## [What this task involves]
Reproduce the lines below verbatim, keeping every character and line break unchanged.

## [Data provided]
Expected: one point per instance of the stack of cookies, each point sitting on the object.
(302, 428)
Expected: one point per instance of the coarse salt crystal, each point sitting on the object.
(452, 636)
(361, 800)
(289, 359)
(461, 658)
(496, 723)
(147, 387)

## [Response to this exercise]
Expected: one point per instance of the stack of cookies, each point sitting on the object.
(302, 428)
Expected: one point per instance of the coarse salt crystal, each point sitting on the object.
(452, 636)
(361, 800)
(289, 359)
(461, 658)
(496, 723)
(147, 387)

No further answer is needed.